── Data shown

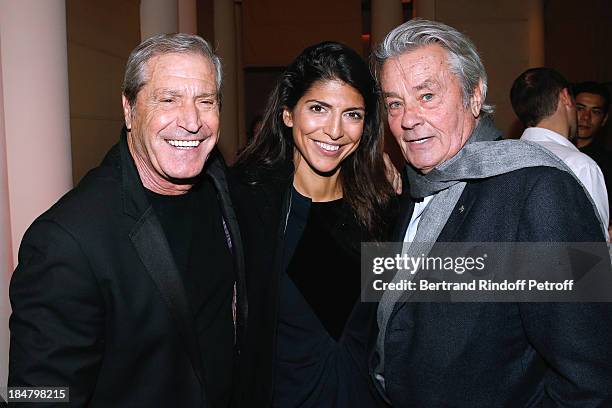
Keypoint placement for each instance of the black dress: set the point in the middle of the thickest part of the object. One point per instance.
(322, 327)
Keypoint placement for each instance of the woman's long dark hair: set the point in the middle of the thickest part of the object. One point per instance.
(362, 174)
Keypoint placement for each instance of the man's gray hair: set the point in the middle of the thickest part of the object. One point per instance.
(135, 70)
(463, 59)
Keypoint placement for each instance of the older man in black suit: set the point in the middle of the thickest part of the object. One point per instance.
(464, 186)
(129, 289)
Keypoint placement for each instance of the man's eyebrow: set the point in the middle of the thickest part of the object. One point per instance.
(327, 105)
(167, 91)
(427, 84)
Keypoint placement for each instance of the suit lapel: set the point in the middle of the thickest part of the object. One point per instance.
(458, 216)
(154, 252)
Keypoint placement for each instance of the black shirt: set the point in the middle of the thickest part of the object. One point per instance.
(193, 225)
(323, 328)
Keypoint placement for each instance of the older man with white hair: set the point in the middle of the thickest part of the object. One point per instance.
(464, 185)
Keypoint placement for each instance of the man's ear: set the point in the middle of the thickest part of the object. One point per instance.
(476, 100)
(287, 117)
(127, 112)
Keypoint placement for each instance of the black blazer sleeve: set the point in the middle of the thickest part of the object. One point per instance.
(575, 339)
(56, 324)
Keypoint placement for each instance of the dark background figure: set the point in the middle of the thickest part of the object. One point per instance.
(593, 104)
(312, 187)
(125, 289)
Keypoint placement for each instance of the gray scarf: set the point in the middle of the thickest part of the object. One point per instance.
(482, 156)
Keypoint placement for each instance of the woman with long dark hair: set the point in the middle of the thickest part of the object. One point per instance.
(307, 192)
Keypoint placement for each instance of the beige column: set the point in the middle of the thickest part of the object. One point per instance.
(226, 39)
(386, 15)
(425, 9)
(36, 112)
(6, 256)
(242, 132)
(36, 130)
(187, 16)
(535, 21)
(157, 17)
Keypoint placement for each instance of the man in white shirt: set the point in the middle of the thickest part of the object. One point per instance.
(542, 100)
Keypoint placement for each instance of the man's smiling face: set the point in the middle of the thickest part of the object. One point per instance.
(174, 122)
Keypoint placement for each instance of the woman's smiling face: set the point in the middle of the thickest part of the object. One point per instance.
(327, 123)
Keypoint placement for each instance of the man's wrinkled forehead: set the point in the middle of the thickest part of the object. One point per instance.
(417, 69)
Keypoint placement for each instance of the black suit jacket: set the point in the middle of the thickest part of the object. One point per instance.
(505, 354)
(98, 303)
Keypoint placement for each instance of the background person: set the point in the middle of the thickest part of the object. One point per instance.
(543, 102)
(467, 186)
(312, 187)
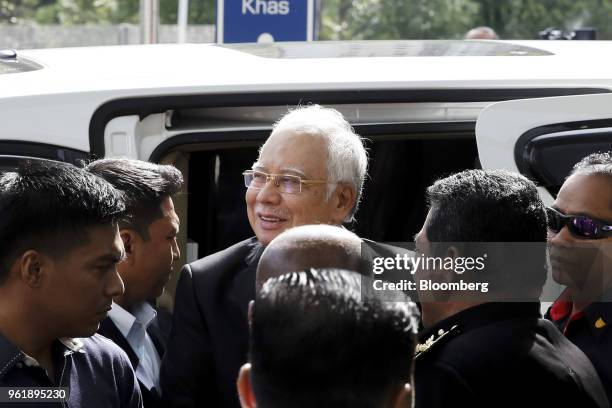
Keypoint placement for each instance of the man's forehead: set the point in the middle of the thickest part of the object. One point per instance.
(586, 194)
(100, 240)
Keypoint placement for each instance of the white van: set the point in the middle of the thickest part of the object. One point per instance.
(428, 108)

────

Word for word, give the entries above again, with no images included.

Worked solution →
Keypoint placement for each instance of the black dress: set the point in the middle of the thickest part of the object. One point per instance.
(322, 327)
Keypoint placement for each instance of the woman's long dark hair: set the point in the middle of the thickest part of the object. One point per instance.
(362, 174)
Keypoint placement for each instance of the man's gray hair: set the point in the middle of the thickest part of the object. One point per instance.
(135, 70)
(463, 59)
Keypoint placement for each instance of the older man in black suit: set the point in the middle of the thickest part of the object. One point per instance.
(464, 186)
(129, 289)
Keypoint placement for each instance of the man's eyebrow: set the point in the middle of the thickest part of the object. One point per instance.
(327, 105)
(167, 91)
(427, 84)
Keypoint placement for each instance of the suit lapel: set the point in the middle of the thickest part of the object. One point per instance.
(458, 216)
(154, 252)
Keypoint placement for each instance of the black shirt: set the point in the middle of the thickest part of the object. One point per instance.
(193, 225)
(323, 328)
Keypoint placement for each instance of the older man with white hair: set the point in the middle of the thickest part of the object. One point per instance.
(464, 185)
Keypoint placement for each instance of the man's ear: set the point in the middle of the thickest part of the object. One point per instance.
(476, 100)
(287, 117)
(127, 112)
Keypoint placement for each instance of the black blazer sleeve: set the point in the middle of the thickest part of the object. One point per instance.
(575, 339)
(56, 324)
Keypoint placement for each instance of the dark background figure: set the point in the middle of the thickest part of the object. One point per instance.
(593, 104)
(312, 187)
(125, 289)
Keypoint placement for each instance of the gray scarf: set the point in the middle of the thickest part of the object. One point per instance.
(482, 156)
Keypoint placement for each instance of the woman with long dark hair: set the point in the middle of the thickest part of the object. One point per instance.
(307, 192)
Keypoint placement for each instance of the beige column: set the point in the middle of the thickest part of the object. One point per instance.
(226, 39)
(386, 15)
(425, 9)
(36, 112)
(6, 256)
(242, 132)
(36, 130)
(187, 16)
(535, 21)
(157, 17)
Keypoint placement for each instance of the man in white shirt: set the point in the middle of the thickest part of the object. One point per instance.
(542, 100)
Keypoint placement for each instance of the man's smiling face: set the point in the middle of the thickest part of the object. One point per instance.
(174, 122)
Keypoint placement for each instance of the woman's smiling face: set the point in the middle of the thickest part of the object. One point per instance.
(327, 123)
Keypoint placement for each instance of the man's wrinkled forehead: set the point in the middle of the thickest part of the object. One point per instance.
(417, 69)
Keypoint placement for each instance of the black suit jacket: set the point in the middle of the thickest part of the object. One point per instance.
(505, 354)
(98, 303)
Keypoint placement for each instance of the background person: set the point in the middle of the thickest part of the object. One point per instance.
(543, 102)
(467, 186)
(312, 187)
Keypoint placement for each instance of the man's forehead: set the point in the middle of the thickest part of the object. One point per instance.
(586, 194)
(100, 240)
Keypoint placement for each instance of the white van: set the point in the middle of the thickest part of the object. One point per instance.
(428, 108)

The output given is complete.